§ **Görev**:
Alevi dergâhları ve ibadet yerleri üzerindeki baskıları anlatan aşağıdaki metni kaldığı yerden devam ettirin.

§ **Verilen metin**:

______

Ancak aradan yıllar geçmesine rağmen beklenen olumlu adımlar bir türlü atılmadı.

Hacı Bektaş Veli Anadolu Kültür Vakfı Başkanı Ercan Geçmez’e göre, Türkiye’nin Alevi meselesine bakışı konusundaki durum 2009’daki çalıştaylar öncesi değil 1980 Anayasa’nın bile daha gerisinde.

Ercan Geçmez
Ercan GeçmezFotoğraf: privat

Alevilerin bugün demokratik olarak haklarının çoğunu kaybettiğini belirten Geçmez, bu konuda şu örnekleri veriyor:

"Yüzyıllardır alevi dergâhı olarak kullanılan Çorum Osmancık’taki dergâh önce vakıflar bölge müdürlüğü tarafından kaymakamlığa devredildi, kaymakamlıktan da müftülüğe devredildi."

Geçmez bunun gibi Türkiye’de pek çok örnek olduğunu belirtiyor ve bunların bazılarının eşitlik ile temel insan haklarına aykırı olduğunu savunuyor:

"Kars'ta bir köyde kaymakam baskısıyla, 'Köyünüze hizmet istiyorsanız köyünüze cami yapın' diyor. Muhtar hemen cami talebinde bulunuyor. Tüm alevilerin itirazlarına rağmen Diyanet İşleri Başkanlığı bütçe buluyor ve hemen temel atıyor. Sinop Şarkışla’nın yine Alevi köyünde de cami yapılıyor. Tüm köylünün karşı çıkıyor."

Alevilerin kutsal mekânları baskı altında

Alevi Bektaşi Federasyonu Danışma Kurulu üyesi Ali Balkız da Geçmez’in verdiği örneklere yenilerini ekliyor: "Tokat’ın Alevi köyü Hubyar’da bir tekke var. Alevilerin önemli ocaklarından biri. Yüzlerce yıldan beri bu böyleydi. Vakıflar Genel Müdürlüğü bu tekkenin mülkiyetine el koydu. Köy tüzel kişiliği dava açtı ve kazandı. Vakıflar burayı almak için yeniden dava açtı."

Ali Balkız
Ali BalkızFotoğraf: privat

Balkız, Ankara’dan da bir örnek veriyor: "Ankara Mamak’ta bulunan Hüseyin Gazi Vakfı’nın bir dergahı var. Hacı Bektaş Veli zamanlarında temeli atıldı buranın. İmarı yapıldı. Binalar inşaa edildi. Cemevi açıldı. Kurban kesim yeri, aşevleri yapıldı. Kültürel etkinlikler düzenledi. Her yaz 100 bine yakın insan bu dergahı ziyaret ediyor. Şimdi burası da Vakıflar Genel Müdürlüğü aracılığıyla Alevi İnanç Birliği adında yandaş bir vakfa verilmek isteniyor."

______

(Saklanan veri kayıtları)
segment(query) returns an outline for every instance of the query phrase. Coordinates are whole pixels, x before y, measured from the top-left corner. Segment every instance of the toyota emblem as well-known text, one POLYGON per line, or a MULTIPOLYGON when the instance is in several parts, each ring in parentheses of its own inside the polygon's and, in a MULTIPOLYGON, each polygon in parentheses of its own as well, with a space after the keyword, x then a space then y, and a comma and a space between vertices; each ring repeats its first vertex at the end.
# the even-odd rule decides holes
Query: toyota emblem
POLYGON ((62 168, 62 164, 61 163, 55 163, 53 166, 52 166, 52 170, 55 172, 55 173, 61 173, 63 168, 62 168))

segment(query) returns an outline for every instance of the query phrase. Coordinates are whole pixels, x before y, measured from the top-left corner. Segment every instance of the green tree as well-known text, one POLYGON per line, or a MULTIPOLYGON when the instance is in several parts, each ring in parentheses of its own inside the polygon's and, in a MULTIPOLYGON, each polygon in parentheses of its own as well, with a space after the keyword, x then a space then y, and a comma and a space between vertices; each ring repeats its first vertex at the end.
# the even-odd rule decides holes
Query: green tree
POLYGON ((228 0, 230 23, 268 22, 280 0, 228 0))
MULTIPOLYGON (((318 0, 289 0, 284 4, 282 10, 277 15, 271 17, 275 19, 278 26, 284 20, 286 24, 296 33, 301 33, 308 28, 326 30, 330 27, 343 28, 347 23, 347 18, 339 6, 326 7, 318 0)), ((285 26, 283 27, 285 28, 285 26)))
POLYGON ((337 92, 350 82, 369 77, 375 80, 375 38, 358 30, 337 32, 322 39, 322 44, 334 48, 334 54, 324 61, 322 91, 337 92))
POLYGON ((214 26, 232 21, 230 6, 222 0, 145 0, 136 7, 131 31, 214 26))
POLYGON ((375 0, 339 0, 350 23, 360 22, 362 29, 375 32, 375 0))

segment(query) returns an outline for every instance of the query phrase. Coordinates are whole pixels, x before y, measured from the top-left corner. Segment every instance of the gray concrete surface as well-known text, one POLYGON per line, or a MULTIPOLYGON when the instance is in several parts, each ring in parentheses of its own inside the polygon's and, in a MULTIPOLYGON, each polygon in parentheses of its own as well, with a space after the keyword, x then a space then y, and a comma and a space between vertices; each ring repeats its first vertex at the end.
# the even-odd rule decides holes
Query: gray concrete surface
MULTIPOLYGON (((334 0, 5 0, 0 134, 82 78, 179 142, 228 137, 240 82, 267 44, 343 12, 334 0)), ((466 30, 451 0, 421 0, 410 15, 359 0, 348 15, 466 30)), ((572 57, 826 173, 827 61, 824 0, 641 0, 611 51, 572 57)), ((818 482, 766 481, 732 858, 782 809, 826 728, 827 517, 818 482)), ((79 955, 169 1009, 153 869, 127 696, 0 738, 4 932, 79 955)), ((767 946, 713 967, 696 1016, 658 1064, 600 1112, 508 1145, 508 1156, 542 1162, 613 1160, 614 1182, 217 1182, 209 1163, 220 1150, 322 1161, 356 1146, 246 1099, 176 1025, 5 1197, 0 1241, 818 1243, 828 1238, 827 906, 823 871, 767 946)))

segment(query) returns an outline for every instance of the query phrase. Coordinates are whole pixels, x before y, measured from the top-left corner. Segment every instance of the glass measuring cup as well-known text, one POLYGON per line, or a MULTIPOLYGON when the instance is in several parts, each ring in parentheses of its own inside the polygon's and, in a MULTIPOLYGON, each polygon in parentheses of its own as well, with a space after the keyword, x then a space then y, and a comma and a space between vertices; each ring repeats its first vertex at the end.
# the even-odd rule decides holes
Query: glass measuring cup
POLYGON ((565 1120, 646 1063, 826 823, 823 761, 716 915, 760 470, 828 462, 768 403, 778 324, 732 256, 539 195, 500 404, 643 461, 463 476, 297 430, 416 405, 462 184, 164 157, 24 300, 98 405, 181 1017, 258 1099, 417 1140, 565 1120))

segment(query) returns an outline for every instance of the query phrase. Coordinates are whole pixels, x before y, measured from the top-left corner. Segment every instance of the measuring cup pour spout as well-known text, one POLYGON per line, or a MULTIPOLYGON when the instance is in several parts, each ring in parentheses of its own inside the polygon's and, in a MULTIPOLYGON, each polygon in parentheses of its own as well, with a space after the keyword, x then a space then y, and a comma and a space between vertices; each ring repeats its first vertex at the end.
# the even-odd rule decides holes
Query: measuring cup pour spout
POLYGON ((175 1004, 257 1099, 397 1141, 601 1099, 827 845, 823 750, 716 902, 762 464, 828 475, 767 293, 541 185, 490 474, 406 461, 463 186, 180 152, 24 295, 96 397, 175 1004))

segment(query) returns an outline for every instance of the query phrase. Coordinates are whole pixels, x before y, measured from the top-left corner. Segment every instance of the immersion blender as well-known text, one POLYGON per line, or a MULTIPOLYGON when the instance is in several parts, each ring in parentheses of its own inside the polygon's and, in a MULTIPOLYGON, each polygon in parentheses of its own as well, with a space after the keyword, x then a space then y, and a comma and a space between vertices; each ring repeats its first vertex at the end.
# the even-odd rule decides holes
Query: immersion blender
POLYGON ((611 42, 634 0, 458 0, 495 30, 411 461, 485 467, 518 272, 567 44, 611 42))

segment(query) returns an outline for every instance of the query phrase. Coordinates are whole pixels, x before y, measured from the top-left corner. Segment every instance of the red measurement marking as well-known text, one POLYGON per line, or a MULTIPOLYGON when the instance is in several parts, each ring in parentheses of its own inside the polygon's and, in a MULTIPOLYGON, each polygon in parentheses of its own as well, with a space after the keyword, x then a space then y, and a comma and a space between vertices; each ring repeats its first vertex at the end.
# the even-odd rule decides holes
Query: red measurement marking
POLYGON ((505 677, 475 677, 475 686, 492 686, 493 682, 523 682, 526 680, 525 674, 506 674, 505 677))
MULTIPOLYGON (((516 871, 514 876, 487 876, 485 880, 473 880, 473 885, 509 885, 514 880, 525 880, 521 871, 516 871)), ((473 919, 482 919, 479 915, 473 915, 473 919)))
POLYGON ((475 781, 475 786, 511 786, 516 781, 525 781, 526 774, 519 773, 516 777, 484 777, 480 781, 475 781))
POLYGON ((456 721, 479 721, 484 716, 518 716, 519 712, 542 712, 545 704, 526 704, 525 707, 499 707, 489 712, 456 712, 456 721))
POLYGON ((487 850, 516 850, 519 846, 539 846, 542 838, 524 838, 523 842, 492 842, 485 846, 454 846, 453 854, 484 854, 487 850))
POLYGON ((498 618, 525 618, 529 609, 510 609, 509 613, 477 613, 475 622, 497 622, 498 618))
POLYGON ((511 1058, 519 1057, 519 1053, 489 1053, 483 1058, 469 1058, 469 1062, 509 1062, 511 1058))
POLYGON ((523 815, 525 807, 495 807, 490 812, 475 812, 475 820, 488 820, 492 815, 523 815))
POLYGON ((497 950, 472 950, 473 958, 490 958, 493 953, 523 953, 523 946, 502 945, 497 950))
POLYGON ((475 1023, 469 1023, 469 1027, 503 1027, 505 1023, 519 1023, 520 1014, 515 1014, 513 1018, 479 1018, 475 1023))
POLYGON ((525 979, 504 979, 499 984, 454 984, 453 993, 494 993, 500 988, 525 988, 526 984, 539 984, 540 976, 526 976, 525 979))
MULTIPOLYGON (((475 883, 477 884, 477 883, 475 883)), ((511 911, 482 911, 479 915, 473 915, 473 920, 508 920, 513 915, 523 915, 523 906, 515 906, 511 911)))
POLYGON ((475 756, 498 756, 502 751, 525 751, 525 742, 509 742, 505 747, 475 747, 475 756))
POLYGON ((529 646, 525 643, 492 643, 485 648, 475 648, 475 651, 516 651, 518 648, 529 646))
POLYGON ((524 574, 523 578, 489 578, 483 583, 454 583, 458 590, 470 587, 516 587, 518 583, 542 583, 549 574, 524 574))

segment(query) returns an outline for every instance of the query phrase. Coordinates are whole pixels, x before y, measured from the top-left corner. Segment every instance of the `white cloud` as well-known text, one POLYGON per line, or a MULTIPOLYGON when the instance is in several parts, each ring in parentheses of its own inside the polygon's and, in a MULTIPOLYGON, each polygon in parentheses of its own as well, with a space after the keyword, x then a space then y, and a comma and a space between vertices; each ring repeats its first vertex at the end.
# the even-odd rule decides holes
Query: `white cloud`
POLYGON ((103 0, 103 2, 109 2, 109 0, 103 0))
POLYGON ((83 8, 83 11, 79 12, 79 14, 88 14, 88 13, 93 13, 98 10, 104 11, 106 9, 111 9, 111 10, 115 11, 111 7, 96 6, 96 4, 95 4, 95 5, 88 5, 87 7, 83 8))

______

§ **Alıştırma yanıtı**:
Balkız'a göre Türkiye’de Aleviler için çok sayıda kutsal mekan bu şekilde baskı altında bulunuyor.

100'den fazla yasa teklifi sunuldu

Türkiye’de başta Alevi milletvekilleri olmak üzere Aleviler haklarının yerine getirilmesi konusunda çok sayıda çalışma yaptı. En çok da cemevlerinin yasallaştırılması ile ilgili kanun teklifleri hazırlandı. Ancak bunları tamamı reddedildi.

Alevi haklarının, taleplerinin hiçbir zaman hayata geçmediğini hatırlatan sanatçı ve CHP 24. Dönem İstanbul Milletvekili Sabahat Akkiraz, Meclis’te olduğu dönemde cemevlerinin yasal hale gelmesi için 100’den fazla kanun teklifi verildiğinin altını çiziyor:

"Oy birliği ile tüm teklifler reddedildi. Alevi çalıştayı yapıldı, o zaman milletvekili değildim, ona da katıldım. Taleplerimizi ilettik. Ama yine adım atılmadı. Alevi gençleri bile görmezden gelindiklerini, kamudan tasfiye edildiklerini, taleplerinin yerine getirilmediğini düşünüyor."

Almanya’da yaşayan Alevilerin yeni kazanımlar elde etmeye devam ettiğini ancak Aleviliğin anavatanı olan Türkiye’de bu insanların hak ihlallerine uğradığını belirten HDP İstanbul Milletvekili Ali Kenanoğlu ise, Aleviliği Türkiye’de "yasaklı inanç" olarak tanımlıyor.

Kenanoğlu, "Buranın resmi kurumları tarafından Alevilik bir inanç olarak kabul edilmiyor. İslamın içerisinde bir tarikat, alt kol olarak görülüyor. Okullarda zorunlu din dersleri yapılıyor. Yaşamın her alanında yaşam kuralları tüm alanlarda Müslümanlığa göre organize edilmiş durumda. Aleviler yaşamın tümünde bir asimilasyona maruz kalıyorlar." ifadesini kullanıyor.

Alevilerin yaşadığı her alanda saldırılara maruz kalmaya devam ettiğini anlatan Kenanoğlu, "AKP iktidarı döneminde bunlar çok fazla uygulanmaya başlandı. Özellikle İslami tarikat ve cemaatlerin desteklenmesi, Diyanet İşleri BaşkanlığI’nın bütçesinin artırılması ve öne çırarılması ile birlikte Alevilerin üzerinde baskı arttı" diyor.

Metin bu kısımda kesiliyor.